### Objective:
Rewrite the entries starting with the line containing "I've attached a" and going on through the line containing "[194,182,244,236]", replacing "small tractor" with "compact tractor" and leaving everything else unchanged.

### Data for this exercise:
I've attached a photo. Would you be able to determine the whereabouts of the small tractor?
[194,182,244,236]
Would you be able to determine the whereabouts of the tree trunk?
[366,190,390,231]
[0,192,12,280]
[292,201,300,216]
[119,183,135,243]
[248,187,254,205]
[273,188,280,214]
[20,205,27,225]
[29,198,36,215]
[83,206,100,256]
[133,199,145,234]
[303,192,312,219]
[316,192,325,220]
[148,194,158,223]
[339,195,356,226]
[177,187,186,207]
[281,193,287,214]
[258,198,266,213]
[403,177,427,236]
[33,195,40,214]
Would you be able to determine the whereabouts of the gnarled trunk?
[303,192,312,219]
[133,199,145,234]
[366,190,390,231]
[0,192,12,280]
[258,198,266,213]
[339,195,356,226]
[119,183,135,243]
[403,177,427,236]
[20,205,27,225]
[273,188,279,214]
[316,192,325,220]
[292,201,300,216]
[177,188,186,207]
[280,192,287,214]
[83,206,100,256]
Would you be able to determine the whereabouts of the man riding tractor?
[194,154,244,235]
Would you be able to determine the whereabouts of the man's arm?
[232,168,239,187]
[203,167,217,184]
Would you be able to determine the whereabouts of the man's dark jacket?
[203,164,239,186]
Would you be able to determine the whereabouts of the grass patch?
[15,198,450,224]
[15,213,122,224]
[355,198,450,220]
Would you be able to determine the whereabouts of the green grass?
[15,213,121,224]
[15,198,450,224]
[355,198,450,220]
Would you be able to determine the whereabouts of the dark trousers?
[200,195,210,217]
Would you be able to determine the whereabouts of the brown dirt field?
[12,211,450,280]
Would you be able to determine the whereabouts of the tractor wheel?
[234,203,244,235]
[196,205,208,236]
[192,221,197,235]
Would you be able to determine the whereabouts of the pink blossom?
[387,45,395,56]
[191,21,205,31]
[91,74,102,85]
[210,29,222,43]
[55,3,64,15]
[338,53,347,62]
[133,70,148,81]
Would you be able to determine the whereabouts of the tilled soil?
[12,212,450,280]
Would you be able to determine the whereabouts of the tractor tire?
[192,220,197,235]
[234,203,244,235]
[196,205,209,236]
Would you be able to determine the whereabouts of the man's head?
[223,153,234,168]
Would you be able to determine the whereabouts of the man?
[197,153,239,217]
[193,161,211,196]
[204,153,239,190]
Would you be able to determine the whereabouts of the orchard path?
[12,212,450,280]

--

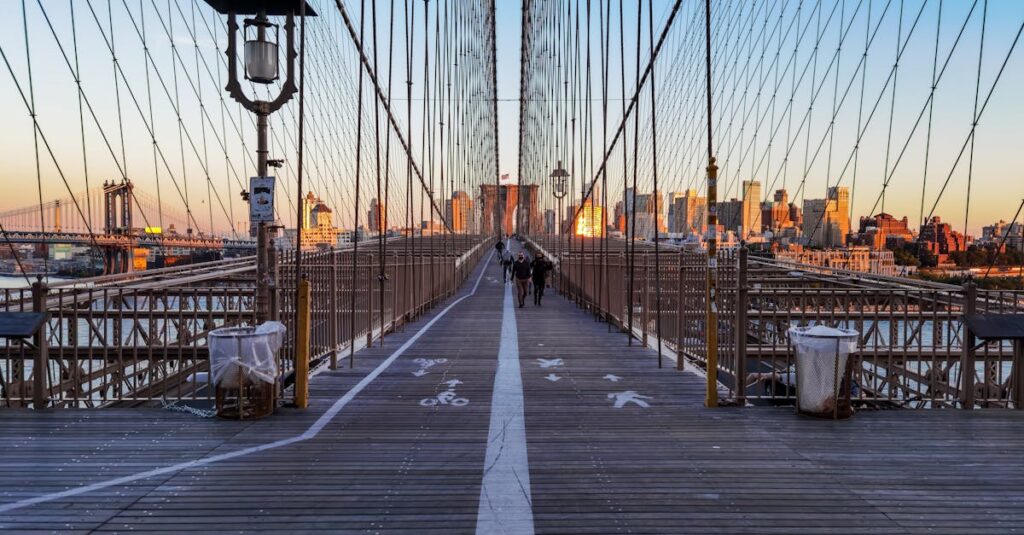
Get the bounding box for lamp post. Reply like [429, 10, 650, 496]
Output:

* * *

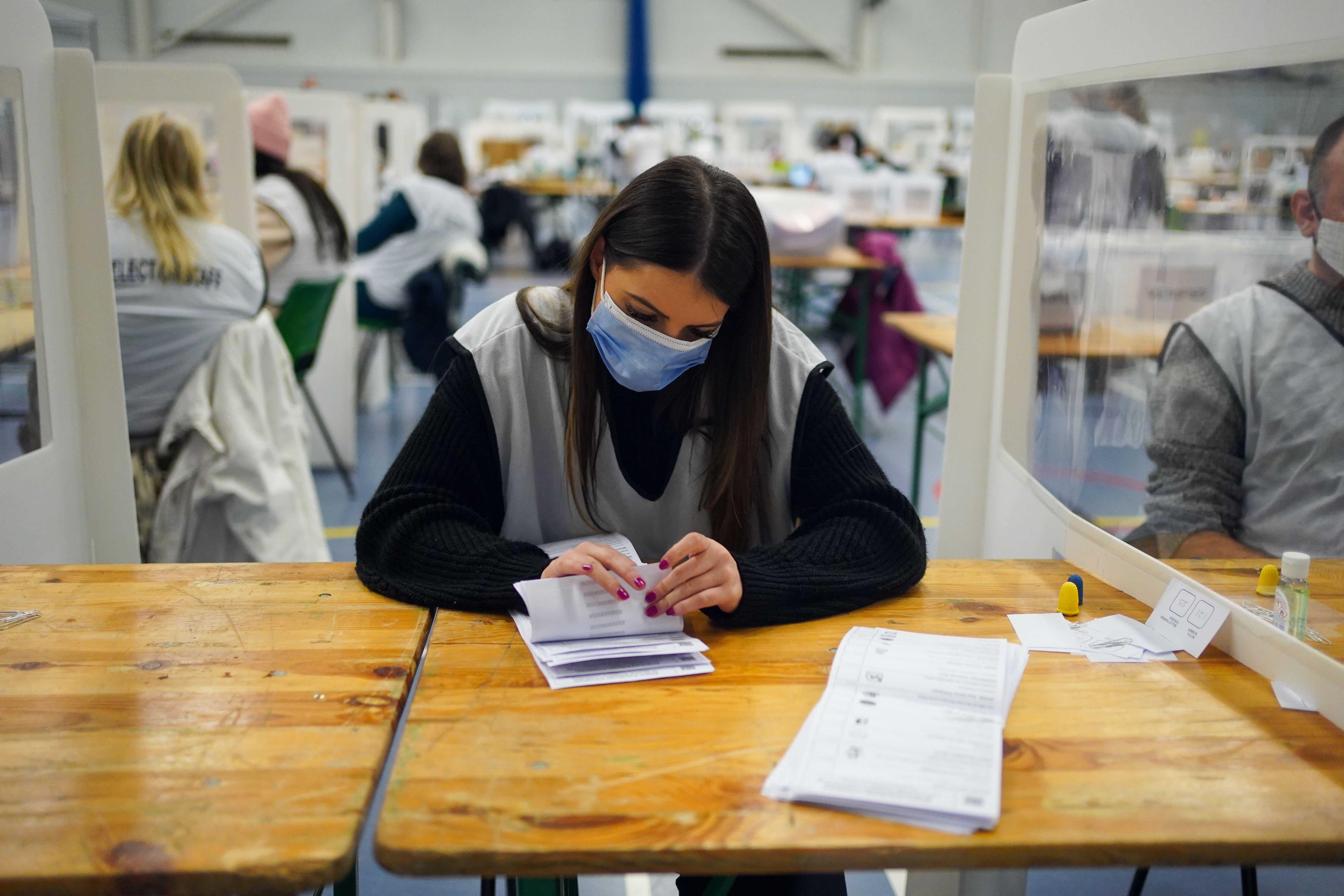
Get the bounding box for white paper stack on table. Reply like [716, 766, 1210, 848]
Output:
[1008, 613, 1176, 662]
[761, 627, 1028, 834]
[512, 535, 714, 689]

### Final answer:
I've attached a photo. Would you be able to determine the whereabouts of the compact tractor?
[194,182,244,236]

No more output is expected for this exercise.